From the line containing "Assuming the white interior" down to the last line of the records below, copy every line exactly. Leave out everything before it.

> [AVAILABLE DATA]
● ● ●
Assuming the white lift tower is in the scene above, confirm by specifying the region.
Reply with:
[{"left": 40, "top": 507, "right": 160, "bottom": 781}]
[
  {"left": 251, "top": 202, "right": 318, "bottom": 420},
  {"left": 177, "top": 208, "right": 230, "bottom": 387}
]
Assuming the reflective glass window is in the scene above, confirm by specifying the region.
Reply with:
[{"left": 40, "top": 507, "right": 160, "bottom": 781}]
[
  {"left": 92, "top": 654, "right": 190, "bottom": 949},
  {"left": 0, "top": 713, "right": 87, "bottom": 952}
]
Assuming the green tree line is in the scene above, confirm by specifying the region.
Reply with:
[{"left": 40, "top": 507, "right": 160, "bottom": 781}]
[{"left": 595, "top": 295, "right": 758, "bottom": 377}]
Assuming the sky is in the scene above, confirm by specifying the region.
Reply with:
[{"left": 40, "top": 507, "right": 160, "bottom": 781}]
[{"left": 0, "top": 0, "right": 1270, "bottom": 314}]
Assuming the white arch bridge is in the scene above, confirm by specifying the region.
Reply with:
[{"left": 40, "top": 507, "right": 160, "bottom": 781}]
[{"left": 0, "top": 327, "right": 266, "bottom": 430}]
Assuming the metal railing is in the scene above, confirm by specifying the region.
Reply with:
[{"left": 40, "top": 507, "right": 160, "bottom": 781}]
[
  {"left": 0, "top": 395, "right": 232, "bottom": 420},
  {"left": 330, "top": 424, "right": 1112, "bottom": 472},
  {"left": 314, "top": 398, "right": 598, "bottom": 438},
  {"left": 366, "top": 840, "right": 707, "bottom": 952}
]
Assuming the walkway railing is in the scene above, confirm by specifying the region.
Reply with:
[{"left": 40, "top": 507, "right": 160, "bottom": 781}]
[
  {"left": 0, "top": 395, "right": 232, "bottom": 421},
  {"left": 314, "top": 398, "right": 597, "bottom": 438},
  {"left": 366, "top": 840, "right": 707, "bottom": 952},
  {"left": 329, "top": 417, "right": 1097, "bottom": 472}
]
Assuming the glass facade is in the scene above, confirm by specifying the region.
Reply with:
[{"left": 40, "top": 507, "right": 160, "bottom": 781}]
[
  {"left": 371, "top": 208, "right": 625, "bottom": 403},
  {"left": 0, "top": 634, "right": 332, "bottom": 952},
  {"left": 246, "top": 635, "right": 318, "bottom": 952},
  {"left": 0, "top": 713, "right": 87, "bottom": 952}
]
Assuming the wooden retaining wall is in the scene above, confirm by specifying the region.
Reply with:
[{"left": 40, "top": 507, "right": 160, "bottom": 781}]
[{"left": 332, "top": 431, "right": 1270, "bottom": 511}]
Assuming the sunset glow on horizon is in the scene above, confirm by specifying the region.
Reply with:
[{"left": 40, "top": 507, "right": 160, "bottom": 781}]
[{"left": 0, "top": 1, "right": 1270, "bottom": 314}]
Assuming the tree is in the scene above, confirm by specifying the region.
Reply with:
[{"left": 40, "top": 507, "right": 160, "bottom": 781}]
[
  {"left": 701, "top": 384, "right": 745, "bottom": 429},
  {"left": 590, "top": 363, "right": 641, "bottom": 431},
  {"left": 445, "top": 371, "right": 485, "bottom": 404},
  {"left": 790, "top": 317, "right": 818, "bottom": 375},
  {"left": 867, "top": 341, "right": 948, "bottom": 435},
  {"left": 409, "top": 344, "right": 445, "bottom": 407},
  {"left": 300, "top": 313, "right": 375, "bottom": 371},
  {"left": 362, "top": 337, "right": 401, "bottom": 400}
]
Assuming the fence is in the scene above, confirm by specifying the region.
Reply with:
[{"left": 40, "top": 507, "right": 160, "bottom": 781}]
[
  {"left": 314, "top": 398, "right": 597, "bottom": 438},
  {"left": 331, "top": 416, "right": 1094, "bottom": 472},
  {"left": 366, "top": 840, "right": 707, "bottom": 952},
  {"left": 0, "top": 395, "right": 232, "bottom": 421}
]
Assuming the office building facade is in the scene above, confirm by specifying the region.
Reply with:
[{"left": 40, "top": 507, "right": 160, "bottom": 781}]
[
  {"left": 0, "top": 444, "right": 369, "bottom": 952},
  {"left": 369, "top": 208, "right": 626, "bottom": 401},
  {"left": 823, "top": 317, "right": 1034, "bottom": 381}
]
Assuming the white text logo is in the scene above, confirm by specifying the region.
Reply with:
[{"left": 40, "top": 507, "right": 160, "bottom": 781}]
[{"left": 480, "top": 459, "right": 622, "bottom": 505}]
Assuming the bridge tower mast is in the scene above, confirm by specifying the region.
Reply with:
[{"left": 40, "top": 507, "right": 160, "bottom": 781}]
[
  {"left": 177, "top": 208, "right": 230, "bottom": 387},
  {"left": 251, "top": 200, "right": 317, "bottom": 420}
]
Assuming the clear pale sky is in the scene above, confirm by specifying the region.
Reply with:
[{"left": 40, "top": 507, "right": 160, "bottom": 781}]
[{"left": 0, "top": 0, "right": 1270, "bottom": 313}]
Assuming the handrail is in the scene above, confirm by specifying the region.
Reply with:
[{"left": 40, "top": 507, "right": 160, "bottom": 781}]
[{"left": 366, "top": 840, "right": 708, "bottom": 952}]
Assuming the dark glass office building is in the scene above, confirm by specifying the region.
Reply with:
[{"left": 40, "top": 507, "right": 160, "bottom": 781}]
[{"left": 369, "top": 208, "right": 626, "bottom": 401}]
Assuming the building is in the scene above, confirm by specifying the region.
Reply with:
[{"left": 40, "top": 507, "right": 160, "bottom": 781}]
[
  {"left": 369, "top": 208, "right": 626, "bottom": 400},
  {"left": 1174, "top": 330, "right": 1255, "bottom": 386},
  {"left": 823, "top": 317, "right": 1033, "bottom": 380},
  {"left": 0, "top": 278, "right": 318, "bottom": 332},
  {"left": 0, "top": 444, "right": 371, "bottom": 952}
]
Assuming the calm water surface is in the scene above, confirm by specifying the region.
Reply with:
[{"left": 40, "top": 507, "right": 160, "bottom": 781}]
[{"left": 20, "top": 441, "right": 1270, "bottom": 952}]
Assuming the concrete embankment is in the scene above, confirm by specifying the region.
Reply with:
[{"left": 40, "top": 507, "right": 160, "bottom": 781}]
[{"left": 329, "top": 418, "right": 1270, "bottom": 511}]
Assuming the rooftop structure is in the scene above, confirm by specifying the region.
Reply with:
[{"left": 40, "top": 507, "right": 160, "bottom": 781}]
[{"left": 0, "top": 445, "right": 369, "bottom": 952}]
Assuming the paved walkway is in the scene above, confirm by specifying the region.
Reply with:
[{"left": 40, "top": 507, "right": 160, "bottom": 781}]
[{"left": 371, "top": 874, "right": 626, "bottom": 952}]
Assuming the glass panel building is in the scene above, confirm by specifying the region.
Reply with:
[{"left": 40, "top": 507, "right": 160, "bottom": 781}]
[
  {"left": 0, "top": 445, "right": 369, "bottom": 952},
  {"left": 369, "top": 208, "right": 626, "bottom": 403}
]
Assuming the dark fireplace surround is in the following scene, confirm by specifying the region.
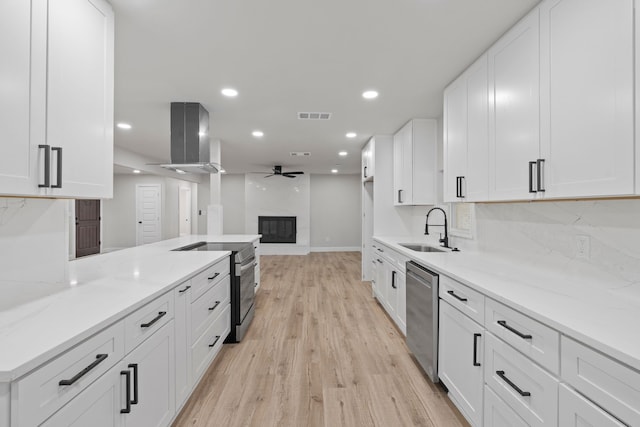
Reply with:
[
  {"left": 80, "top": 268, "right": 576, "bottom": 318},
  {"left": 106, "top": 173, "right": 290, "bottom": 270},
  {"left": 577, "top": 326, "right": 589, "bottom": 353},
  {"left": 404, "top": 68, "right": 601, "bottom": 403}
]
[{"left": 258, "top": 216, "right": 297, "bottom": 243}]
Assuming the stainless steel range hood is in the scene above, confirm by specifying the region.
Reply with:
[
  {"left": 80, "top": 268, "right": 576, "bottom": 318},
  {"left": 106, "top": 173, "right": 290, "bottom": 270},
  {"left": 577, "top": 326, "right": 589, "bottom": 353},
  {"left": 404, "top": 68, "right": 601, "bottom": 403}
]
[{"left": 160, "top": 102, "right": 220, "bottom": 173}]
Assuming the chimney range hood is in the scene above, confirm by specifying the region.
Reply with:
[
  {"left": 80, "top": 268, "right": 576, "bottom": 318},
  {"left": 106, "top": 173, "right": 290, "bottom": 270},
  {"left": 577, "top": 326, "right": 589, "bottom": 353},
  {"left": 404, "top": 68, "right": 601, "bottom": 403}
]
[{"left": 159, "top": 102, "right": 221, "bottom": 174}]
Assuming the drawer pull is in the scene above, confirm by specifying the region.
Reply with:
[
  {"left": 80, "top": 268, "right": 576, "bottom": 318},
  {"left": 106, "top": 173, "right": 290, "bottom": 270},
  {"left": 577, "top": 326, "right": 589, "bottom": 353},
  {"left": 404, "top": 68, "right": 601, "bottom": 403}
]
[
  {"left": 498, "top": 320, "right": 533, "bottom": 340},
  {"left": 140, "top": 311, "right": 167, "bottom": 328},
  {"left": 496, "top": 371, "right": 531, "bottom": 397},
  {"left": 58, "top": 354, "right": 109, "bottom": 385},
  {"left": 128, "top": 363, "right": 138, "bottom": 405},
  {"left": 120, "top": 370, "right": 131, "bottom": 414},
  {"left": 473, "top": 334, "right": 482, "bottom": 366},
  {"left": 447, "top": 291, "right": 468, "bottom": 302},
  {"left": 209, "top": 335, "right": 220, "bottom": 347}
]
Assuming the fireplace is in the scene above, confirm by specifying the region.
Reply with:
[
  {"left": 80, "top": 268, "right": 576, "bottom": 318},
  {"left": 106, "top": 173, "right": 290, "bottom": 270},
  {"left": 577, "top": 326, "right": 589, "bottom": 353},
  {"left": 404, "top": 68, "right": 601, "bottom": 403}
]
[{"left": 258, "top": 216, "right": 296, "bottom": 243}]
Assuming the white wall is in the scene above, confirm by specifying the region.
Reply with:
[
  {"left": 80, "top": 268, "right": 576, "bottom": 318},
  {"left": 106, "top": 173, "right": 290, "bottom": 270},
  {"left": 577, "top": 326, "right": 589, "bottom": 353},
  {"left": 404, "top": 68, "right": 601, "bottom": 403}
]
[
  {"left": 221, "top": 174, "right": 245, "bottom": 234},
  {"left": 311, "top": 175, "right": 362, "bottom": 250},
  {"left": 102, "top": 175, "right": 200, "bottom": 251}
]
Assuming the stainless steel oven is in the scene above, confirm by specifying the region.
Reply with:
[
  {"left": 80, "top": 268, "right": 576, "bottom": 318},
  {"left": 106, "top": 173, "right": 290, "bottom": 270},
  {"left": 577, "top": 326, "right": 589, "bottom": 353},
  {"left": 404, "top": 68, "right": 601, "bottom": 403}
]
[{"left": 175, "top": 242, "right": 256, "bottom": 343}]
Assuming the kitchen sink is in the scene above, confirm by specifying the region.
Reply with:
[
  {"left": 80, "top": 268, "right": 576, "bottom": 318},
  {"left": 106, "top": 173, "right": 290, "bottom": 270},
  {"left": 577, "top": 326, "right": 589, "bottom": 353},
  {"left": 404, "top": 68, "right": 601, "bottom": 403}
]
[{"left": 398, "top": 243, "right": 445, "bottom": 252}]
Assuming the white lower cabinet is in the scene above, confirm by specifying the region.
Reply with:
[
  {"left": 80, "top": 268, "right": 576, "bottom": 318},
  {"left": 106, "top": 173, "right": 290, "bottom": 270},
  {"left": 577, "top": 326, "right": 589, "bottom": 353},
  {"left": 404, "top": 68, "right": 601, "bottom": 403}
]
[
  {"left": 438, "top": 300, "right": 484, "bottom": 426},
  {"left": 558, "top": 384, "right": 625, "bottom": 427}
]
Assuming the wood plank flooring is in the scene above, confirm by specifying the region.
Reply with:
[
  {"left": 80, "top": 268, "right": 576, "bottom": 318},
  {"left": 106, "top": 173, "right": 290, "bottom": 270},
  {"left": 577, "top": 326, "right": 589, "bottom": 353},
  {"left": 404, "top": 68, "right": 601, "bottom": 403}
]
[{"left": 174, "top": 252, "right": 468, "bottom": 427}]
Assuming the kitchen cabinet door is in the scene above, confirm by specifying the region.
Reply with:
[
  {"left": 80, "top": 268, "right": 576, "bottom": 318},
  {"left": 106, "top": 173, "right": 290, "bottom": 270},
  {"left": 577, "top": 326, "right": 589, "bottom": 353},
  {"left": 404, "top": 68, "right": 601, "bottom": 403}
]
[
  {"left": 540, "top": 0, "right": 634, "bottom": 198},
  {"left": 487, "top": 9, "right": 540, "bottom": 200},
  {"left": 0, "top": 0, "right": 46, "bottom": 196},
  {"left": 46, "top": 0, "right": 114, "bottom": 198},
  {"left": 438, "top": 300, "right": 484, "bottom": 426}
]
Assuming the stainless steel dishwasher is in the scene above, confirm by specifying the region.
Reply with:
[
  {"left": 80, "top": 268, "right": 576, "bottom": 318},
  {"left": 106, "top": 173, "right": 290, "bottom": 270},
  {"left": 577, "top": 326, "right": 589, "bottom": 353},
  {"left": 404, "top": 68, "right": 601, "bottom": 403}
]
[{"left": 407, "top": 261, "right": 439, "bottom": 383}]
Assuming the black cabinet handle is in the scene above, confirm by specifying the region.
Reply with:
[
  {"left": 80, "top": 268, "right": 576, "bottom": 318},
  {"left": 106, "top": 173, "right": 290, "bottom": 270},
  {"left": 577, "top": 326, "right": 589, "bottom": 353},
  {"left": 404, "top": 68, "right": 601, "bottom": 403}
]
[
  {"left": 496, "top": 371, "right": 531, "bottom": 397},
  {"left": 529, "top": 162, "right": 537, "bottom": 193},
  {"left": 140, "top": 311, "right": 167, "bottom": 328},
  {"left": 38, "top": 144, "right": 51, "bottom": 188},
  {"left": 58, "top": 354, "right": 109, "bottom": 385},
  {"left": 498, "top": 320, "right": 533, "bottom": 340},
  {"left": 447, "top": 291, "right": 468, "bottom": 302},
  {"left": 209, "top": 335, "right": 220, "bottom": 347},
  {"left": 51, "top": 147, "right": 62, "bottom": 188},
  {"left": 536, "top": 159, "right": 544, "bottom": 192},
  {"left": 128, "top": 363, "right": 138, "bottom": 405},
  {"left": 120, "top": 370, "right": 131, "bottom": 414},
  {"left": 473, "top": 334, "right": 482, "bottom": 366}
]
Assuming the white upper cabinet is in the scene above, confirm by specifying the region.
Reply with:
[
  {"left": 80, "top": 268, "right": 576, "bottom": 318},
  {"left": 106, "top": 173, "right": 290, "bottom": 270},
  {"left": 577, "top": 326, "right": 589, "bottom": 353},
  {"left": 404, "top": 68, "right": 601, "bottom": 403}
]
[
  {"left": 539, "top": 0, "right": 634, "bottom": 198},
  {"left": 393, "top": 119, "right": 437, "bottom": 206},
  {"left": 444, "top": 54, "right": 489, "bottom": 202},
  {"left": 488, "top": 9, "right": 540, "bottom": 200},
  {"left": 0, "top": 0, "right": 114, "bottom": 198}
]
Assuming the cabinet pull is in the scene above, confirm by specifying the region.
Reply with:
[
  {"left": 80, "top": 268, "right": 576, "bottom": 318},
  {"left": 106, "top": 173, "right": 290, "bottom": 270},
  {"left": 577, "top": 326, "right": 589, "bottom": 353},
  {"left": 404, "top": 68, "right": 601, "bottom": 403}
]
[
  {"left": 51, "top": 147, "right": 62, "bottom": 188},
  {"left": 38, "top": 144, "right": 51, "bottom": 188},
  {"left": 58, "top": 354, "right": 109, "bottom": 385},
  {"left": 447, "top": 291, "right": 468, "bottom": 302},
  {"left": 497, "top": 320, "right": 533, "bottom": 340},
  {"left": 529, "top": 162, "right": 537, "bottom": 193},
  {"left": 473, "top": 334, "right": 482, "bottom": 366},
  {"left": 140, "top": 311, "right": 167, "bottom": 328},
  {"left": 120, "top": 370, "right": 131, "bottom": 414},
  {"left": 536, "top": 159, "right": 544, "bottom": 192},
  {"left": 128, "top": 363, "right": 138, "bottom": 405},
  {"left": 496, "top": 371, "right": 531, "bottom": 397},
  {"left": 209, "top": 335, "right": 220, "bottom": 347}
]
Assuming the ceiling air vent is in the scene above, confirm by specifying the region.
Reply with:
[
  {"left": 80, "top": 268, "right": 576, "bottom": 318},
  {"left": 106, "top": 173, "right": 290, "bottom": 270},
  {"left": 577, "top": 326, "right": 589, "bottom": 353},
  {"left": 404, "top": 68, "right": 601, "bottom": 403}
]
[{"left": 298, "top": 112, "right": 331, "bottom": 120}]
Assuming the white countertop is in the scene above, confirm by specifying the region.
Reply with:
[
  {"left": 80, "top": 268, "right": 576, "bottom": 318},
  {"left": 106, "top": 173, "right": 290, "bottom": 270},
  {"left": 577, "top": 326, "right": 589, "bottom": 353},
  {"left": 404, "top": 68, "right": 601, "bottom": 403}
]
[
  {"left": 374, "top": 236, "right": 640, "bottom": 370},
  {"left": 0, "top": 235, "right": 260, "bottom": 382}
]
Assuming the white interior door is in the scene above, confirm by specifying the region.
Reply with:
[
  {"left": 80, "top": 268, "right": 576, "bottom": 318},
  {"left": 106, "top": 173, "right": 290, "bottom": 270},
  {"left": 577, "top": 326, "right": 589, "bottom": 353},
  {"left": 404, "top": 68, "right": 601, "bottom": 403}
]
[
  {"left": 179, "top": 187, "right": 191, "bottom": 236},
  {"left": 136, "top": 184, "right": 162, "bottom": 245}
]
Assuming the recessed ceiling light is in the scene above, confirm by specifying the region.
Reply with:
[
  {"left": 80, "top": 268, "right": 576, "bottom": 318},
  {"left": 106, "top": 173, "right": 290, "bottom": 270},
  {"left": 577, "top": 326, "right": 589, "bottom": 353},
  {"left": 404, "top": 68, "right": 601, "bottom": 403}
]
[
  {"left": 220, "top": 87, "right": 238, "bottom": 98},
  {"left": 362, "top": 90, "right": 378, "bottom": 99}
]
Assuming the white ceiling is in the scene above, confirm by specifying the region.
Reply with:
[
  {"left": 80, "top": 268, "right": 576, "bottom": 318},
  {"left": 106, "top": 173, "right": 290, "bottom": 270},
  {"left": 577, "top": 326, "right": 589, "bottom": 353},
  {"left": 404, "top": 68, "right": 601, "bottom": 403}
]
[{"left": 111, "top": 0, "right": 538, "bottom": 173}]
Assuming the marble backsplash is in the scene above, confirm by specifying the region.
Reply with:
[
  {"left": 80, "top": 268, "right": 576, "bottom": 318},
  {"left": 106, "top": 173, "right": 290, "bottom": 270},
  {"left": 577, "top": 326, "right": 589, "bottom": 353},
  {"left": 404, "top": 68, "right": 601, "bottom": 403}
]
[{"left": 474, "top": 199, "right": 640, "bottom": 292}]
● ● ●
> [FINISHED EXERCISE]
Assuming the white interior door is in the scene above, confirm by specifying the region.
Reply with:
[
  {"left": 80, "top": 268, "right": 576, "bottom": 318},
  {"left": 106, "top": 173, "right": 290, "bottom": 270},
  {"left": 577, "top": 326, "right": 589, "bottom": 353},
  {"left": 404, "top": 68, "right": 601, "bottom": 403}
]
[
  {"left": 179, "top": 187, "right": 191, "bottom": 236},
  {"left": 136, "top": 184, "right": 162, "bottom": 245}
]
Assuming the recessed ceiling light is in the scene above, confirm by specifying the region.
Reply with:
[
  {"left": 80, "top": 268, "right": 576, "bottom": 318},
  {"left": 106, "top": 173, "right": 290, "bottom": 270},
  {"left": 577, "top": 326, "right": 589, "bottom": 353},
  {"left": 404, "top": 68, "right": 601, "bottom": 403}
]
[
  {"left": 220, "top": 87, "right": 238, "bottom": 98},
  {"left": 362, "top": 90, "right": 378, "bottom": 99}
]
Assuming the white ceiling is in the scene above, confirm by specifying the region.
Reply with:
[
  {"left": 80, "top": 268, "right": 576, "bottom": 318},
  {"left": 106, "top": 173, "right": 290, "bottom": 270},
  {"left": 577, "top": 326, "right": 589, "bottom": 353},
  {"left": 404, "top": 68, "right": 601, "bottom": 403}
]
[{"left": 111, "top": 0, "right": 538, "bottom": 173}]
Assuming the marble backsplash is in the scene above, confirm by specifying the region.
Reply with:
[
  {"left": 80, "top": 268, "right": 576, "bottom": 318},
  {"left": 106, "top": 173, "right": 290, "bottom": 270},
  {"left": 577, "top": 326, "right": 589, "bottom": 353},
  {"left": 404, "top": 68, "right": 601, "bottom": 403}
]
[{"left": 474, "top": 199, "right": 640, "bottom": 292}]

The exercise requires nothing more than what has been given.